____ Data shown
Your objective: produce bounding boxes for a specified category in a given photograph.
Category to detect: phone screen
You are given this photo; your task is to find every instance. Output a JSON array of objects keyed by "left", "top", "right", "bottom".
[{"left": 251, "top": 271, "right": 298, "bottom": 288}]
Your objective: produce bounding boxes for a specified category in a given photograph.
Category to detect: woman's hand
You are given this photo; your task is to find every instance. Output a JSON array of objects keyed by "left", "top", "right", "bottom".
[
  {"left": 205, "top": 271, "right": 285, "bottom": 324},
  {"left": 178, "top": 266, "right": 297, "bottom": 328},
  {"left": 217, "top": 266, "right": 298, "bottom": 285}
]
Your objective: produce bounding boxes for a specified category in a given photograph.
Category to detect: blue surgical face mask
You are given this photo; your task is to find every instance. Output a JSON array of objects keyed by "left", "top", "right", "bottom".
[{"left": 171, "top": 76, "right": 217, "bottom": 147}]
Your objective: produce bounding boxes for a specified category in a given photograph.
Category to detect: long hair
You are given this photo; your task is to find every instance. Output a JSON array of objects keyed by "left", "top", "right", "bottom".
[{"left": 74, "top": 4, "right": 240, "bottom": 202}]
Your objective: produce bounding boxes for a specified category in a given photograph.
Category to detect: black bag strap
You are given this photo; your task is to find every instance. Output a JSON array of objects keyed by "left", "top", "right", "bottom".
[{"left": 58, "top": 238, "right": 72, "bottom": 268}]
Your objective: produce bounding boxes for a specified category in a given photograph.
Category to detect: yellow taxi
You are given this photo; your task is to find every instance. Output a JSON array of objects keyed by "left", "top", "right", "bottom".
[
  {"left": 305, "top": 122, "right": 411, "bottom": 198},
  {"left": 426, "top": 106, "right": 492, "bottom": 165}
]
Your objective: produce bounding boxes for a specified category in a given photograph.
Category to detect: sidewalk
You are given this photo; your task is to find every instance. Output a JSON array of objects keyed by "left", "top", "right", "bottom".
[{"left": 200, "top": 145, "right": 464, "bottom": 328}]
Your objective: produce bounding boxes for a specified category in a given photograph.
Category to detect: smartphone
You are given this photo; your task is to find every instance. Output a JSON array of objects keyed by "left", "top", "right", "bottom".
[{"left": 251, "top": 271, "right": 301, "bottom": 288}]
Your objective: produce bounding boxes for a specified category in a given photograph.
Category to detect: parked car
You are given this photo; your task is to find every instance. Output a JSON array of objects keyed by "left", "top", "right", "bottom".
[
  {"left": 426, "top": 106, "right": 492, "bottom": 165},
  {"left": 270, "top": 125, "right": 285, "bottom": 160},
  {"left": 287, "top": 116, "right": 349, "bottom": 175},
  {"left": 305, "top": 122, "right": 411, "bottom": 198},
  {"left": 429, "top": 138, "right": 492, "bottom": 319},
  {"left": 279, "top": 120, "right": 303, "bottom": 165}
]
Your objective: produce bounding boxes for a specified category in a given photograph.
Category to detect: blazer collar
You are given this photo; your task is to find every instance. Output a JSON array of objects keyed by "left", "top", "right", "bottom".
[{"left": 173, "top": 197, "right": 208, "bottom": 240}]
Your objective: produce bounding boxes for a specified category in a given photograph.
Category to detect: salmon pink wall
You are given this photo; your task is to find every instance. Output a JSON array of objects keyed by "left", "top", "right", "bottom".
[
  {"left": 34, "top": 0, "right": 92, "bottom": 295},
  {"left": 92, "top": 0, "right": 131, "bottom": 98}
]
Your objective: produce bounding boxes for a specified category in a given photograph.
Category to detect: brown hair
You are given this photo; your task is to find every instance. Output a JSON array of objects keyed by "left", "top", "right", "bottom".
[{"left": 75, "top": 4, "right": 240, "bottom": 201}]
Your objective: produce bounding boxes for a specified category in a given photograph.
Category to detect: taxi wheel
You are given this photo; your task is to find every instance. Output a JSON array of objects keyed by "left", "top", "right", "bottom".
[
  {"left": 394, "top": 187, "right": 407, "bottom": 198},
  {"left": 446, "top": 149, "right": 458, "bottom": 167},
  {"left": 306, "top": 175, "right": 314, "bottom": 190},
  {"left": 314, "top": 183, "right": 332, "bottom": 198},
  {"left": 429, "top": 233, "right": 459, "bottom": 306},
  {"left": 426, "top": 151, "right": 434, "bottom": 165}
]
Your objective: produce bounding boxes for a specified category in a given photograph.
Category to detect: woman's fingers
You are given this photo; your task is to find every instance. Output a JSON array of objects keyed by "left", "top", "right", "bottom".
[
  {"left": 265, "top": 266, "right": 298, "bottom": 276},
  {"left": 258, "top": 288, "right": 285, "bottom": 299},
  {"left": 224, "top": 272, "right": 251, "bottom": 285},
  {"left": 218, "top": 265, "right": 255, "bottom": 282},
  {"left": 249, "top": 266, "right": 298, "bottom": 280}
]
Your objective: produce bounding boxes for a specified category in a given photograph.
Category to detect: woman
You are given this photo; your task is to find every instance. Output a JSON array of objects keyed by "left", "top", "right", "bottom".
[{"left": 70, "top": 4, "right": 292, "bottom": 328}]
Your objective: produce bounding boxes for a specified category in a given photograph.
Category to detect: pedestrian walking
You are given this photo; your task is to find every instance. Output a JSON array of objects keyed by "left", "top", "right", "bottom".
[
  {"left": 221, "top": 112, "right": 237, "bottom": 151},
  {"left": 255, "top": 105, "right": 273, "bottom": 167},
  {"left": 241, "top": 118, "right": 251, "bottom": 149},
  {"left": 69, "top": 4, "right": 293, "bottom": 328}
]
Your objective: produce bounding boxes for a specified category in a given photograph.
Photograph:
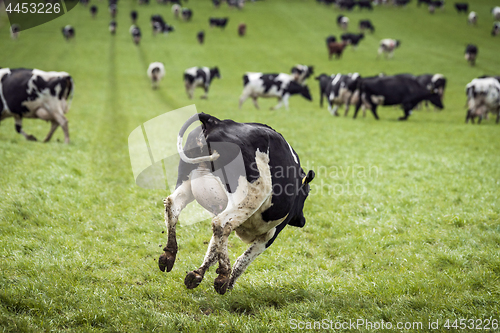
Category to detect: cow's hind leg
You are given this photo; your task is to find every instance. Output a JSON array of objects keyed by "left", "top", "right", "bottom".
[{"left": 158, "top": 180, "right": 194, "bottom": 272}]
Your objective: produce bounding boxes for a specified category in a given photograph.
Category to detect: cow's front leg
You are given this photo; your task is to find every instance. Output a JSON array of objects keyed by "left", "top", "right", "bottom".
[
  {"left": 15, "top": 117, "right": 37, "bottom": 141},
  {"left": 158, "top": 180, "right": 194, "bottom": 272}
]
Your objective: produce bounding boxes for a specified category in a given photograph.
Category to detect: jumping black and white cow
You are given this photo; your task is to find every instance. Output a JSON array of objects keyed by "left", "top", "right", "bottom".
[
  {"left": 340, "top": 32, "right": 365, "bottom": 48},
  {"left": 158, "top": 113, "right": 314, "bottom": 295},
  {"left": 465, "top": 77, "right": 500, "bottom": 124},
  {"left": 129, "top": 25, "right": 142, "bottom": 45},
  {"left": 354, "top": 74, "right": 443, "bottom": 120},
  {"left": 208, "top": 17, "right": 229, "bottom": 29},
  {"left": 455, "top": 2, "right": 469, "bottom": 13},
  {"left": 465, "top": 44, "right": 478, "bottom": 66},
  {"left": 184, "top": 67, "right": 220, "bottom": 99},
  {"left": 359, "top": 20, "right": 375, "bottom": 33},
  {"left": 239, "top": 73, "right": 312, "bottom": 110},
  {"left": 378, "top": 38, "right": 401, "bottom": 58},
  {"left": 0, "top": 68, "right": 74, "bottom": 143},
  {"left": 467, "top": 12, "right": 477, "bottom": 25},
  {"left": 147, "top": 62, "right": 165, "bottom": 89},
  {"left": 290, "top": 65, "right": 314, "bottom": 84},
  {"left": 62, "top": 25, "right": 75, "bottom": 40}
]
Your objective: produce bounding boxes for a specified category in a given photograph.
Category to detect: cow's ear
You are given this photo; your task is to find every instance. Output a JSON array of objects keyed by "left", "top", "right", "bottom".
[{"left": 302, "top": 170, "right": 316, "bottom": 185}]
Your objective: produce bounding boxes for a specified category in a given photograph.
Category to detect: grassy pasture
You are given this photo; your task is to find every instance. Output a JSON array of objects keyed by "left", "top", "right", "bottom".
[{"left": 0, "top": 0, "right": 500, "bottom": 332}]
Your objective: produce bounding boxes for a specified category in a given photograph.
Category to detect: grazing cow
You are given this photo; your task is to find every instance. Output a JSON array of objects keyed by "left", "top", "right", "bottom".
[
  {"left": 328, "top": 41, "right": 349, "bottom": 60},
  {"left": 455, "top": 2, "right": 469, "bottom": 14},
  {"left": 239, "top": 73, "right": 312, "bottom": 110},
  {"left": 378, "top": 38, "right": 401, "bottom": 58},
  {"left": 465, "top": 77, "right": 500, "bottom": 124},
  {"left": 184, "top": 67, "right": 220, "bottom": 99},
  {"left": 129, "top": 25, "right": 142, "bottom": 45},
  {"left": 337, "top": 15, "right": 349, "bottom": 30},
  {"left": 359, "top": 20, "right": 375, "bottom": 33},
  {"left": 416, "top": 74, "right": 446, "bottom": 107},
  {"left": 208, "top": 17, "right": 229, "bottom": 29},
  {"left": 147, "top": 62, "right": 165, "bottom": 89},
  {"left": 340, "top": 32, "right": 365, "bottom": 48},
  {"left": 62, "top": 25, "right": 75, "bottom": 41},
  {"left": 491, "top": 6, "right": 500, "bottom": 20},
  {"left": 130, "top": 10, "right": 139, "bottom": 24},
  {"left": 0, "top": 68, "right": 74, "bottom": 143},
  {"left": 238, "top": 23, "right": 247, "bottom": 37},
  {"left": 109, "top": 21, "right": 116, "bottom": 35},
  {"left": 356, "top": 0, "right": 373, "bottom": 10},
  {"left": 467, "top": 12, "right": 477, "bottom": 25},
  {"left": 90, "top": 5, "right": 97, "bottom": 18},
  {"left": 290, "top": 65, "right": 314, "bottom": 84},
  {"left": 172, "top": 3, "right": 182, "bottom": 18},
  {"left": 158, "top": 113, "right": 314, "bottom": 295},
  {"left": 354, "top": 74, "right": 443, "bottom": 120},
  {"left": 196, "top": 31, "right": 205, "bottom": 44},
  {"left": 10, "top": 23, "right": 21, "bottom": 40},
  {"left": 491, "top": 22, "right": 500, "bottom": 36},
  {"left": 181, "top": 8, "right": 193, "bottom": 21},
  {"left": 465, "top": 44, "right": 478, "bottom": 66}
]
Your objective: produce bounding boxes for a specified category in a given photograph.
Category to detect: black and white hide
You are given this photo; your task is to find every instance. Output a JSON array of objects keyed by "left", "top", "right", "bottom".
[
  {"left": 0, "top": 68, "right": 74, "bottom": 143},
  {"left": 239, "top": 73, "right": 312, "bottom": 110},
  {"left": 158, "top": 113, "right": 314, "bottom": 295},
  {"left": 184, "top": 67, "right": 220, "bottom": 99}
]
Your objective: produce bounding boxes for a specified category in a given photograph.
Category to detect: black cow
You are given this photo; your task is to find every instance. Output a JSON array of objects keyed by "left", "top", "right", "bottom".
[
  {"left": 0, "top": 68, "right": 74, "bottom": 143},
  {"left": 340, "top": 32, "right": 365, "bottom": 47},
  {"left": 208, "top": 17, "right": 229, "bottom": 29},
  {"left": 184, "top": 67, "right": 220, "bottom": 99},
  {"left": 158, "top": 113, "right": 314, "bottom": 295},
  {"left": 239, "top": 73, "right": 312, "bottom": 110},
  {"left": 465, "top": 44, "right": 478, "bottom": 66},
  {"left": 130, "top": 10, "right": 139, "bottom": 24},
  {"left": 354, "top": 74, "right": 443, "bottom": 120},
  {"left": 455, "top": 2, "right": 469, "bottom": 14},
  {"left": 359, "top": 20, "right": 375, "bottom": 33},
  {"left": 62, "top": 25, "right": 75, "bottom": 40}
]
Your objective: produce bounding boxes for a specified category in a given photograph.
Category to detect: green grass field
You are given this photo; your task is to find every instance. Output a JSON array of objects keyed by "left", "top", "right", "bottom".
[{"left": 0, "top": 0, "right": 500, "bottom": 332}]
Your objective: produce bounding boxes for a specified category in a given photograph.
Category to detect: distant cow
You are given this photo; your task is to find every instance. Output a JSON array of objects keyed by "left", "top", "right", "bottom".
[
  {"left": 196, "top": 31, "right": 205, "bottom": 44},
  {"left": 108, "top": 21, "right": 116, "bottom": 35},
  {"left": 62, "top": 25, "right": 75, "bottom": 40},
  {"left": 455, "top": 2, "right": 469, "bottom": 13},
  {"left": 465, "top": 77, "right": 500, "bottom": 124},
  {"left": 184, "top": 67, "right": 220, "bottom": 99},
  {"left": 129, "top": 25, "right": 142, "bottom": 45},
  {"left": 340, "top": 32, "right": 365, "bottom": 48},
  {"left": 359, "top": 20, "right": 375, "bottom": 33},
  {"left": 337, "top": 15, "right": 349, "bottom": 30},
  {"left": 354, "top": 74, "right": 443, "bottom": 120},
  {"left": 158, "top": 113, "right": 314, "bottom": 295},
  {"left": 328, "top": 41, "right": 349, "bottom": 60},
  {"left": 147, "top": 62, "right": 165, "bottom": 89},
  {"left": 491, "top": 22, "right": 500, "bottom": 36},
  {"left": 465, "top": 44, "right": 478, "bottom": 66},
  {"left": 467, "top": 12, "right": 477, "bottom": 25},
  {"left": 239, "top": 73, "right": 312, "bottom": 110},
  {"left": 290, "top": 65, "right": 314, "bottom": 84},
  {"left": 130, "top": 10, "right": 139, "bottom": 24},
  {"left": 238, "top": 23, "right": 247, "bottom": 37},
  {"left": 10, "top": 23, "right": 21, "bottom": 39},
  {"left": 0, "top": 68, "right": 74, "bottom": 143},
  {"left": 208, "top": 17, "right": 229, "bottom": 29},
  {"left": 378, "top": 38, "right": 401, "bottom": 58},
  {"left": 491, "top": 6, "right": 500, "bottom": 20}
]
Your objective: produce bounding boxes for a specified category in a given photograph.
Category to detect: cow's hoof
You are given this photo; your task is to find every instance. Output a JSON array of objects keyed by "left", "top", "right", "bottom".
[
  {"left": 158, "top": 251, "right": 175, "bottom": 272},
  {"left": 214, "top": 268, "right": 230, "bottom": 295},
  {"left": 184, "top": 271, "right": 203, "bottom": 289}
]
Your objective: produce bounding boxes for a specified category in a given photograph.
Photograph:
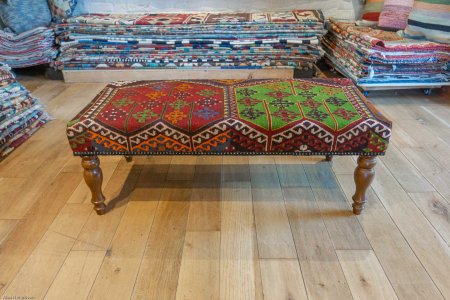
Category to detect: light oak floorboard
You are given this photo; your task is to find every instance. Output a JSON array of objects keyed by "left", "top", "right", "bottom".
[
  {"left": 249, "top": 156, "right": 297, "bottom": 258},
  {"left": 337, "top": 174, "right": 443, "bottom": 299},
  {"left": 176, "top": 231, "right": 220, "bottom": 300},
  {"left": 283, "top": 187, "right": 352, "bottom": 299},
  {"left": 336, "top": 250, "right": 398, "bottom": 300},
  {"left": 261, "top": 259, "right": 308, "bottom": 300},
  {"left": 373, "top": 163, "right": 450, "bottom": 298},
  {"left": 187, "top": 156, "right": 222, "bottom": 231},
  {"left": 409, "top": 192, "right": 450, "bottom": 246},
  {"left": 44, "top": 250, "right": 106, "bottom": 300},
  {"left": 88, "top": 201, "right": 158, "bottom": 300},
  {"left": 220, "top": 181, "right": 262, "bottom": 300},
  {"left": 132, "top": 181, "right": 192, "bottom": 300}
]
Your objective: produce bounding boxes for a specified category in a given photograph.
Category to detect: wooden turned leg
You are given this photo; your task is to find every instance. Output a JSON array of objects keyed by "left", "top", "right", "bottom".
[
  {"left": 81, "top": 156, "right": 106, "bottom": 215},
  {"left": 352, "top": 155, "right": 377, "bottom": 215}
]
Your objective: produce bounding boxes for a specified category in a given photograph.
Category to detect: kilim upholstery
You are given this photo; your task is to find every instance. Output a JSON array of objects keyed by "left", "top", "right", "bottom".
[
  {"left": 67, "top": 79, "right": 391, "bottom": 214},
  {"left": 67, "top": 79, "right": 391, "bottom": 155}
]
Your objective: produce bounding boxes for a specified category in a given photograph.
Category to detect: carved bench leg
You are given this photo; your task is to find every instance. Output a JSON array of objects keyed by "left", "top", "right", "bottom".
[
  {"left": 352, "top": 155, "right": 377, "bottom": 215},
  {"left": 81, "top": 156, "right": 106, "bottom": 215}
]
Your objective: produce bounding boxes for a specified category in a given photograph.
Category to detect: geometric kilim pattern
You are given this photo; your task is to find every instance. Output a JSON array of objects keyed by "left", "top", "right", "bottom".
[{"left": 67, "top": 79, "right": 391, "bottom": 155}]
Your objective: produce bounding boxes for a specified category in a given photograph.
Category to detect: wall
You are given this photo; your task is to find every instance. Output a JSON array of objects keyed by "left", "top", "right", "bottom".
[{"left": 77, "top": 0, "right": 362, "bottom": 20}]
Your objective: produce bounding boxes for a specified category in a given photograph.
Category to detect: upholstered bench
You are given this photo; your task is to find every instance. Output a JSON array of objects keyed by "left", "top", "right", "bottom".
[{"left": 67, "top": 79, "right": 391, "bottom": 214}]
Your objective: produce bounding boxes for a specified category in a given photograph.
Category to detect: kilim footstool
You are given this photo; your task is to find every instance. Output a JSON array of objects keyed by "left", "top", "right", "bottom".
[{"left": 67, "top": 79, "right": 391, "bottom": 214}]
________
Pull out every line of the data above that contains the word "white", matching uppercase and lowercase exactly.

__Task solution__:
Category to detect: jumping black and white cow
Category to detect: black and white hide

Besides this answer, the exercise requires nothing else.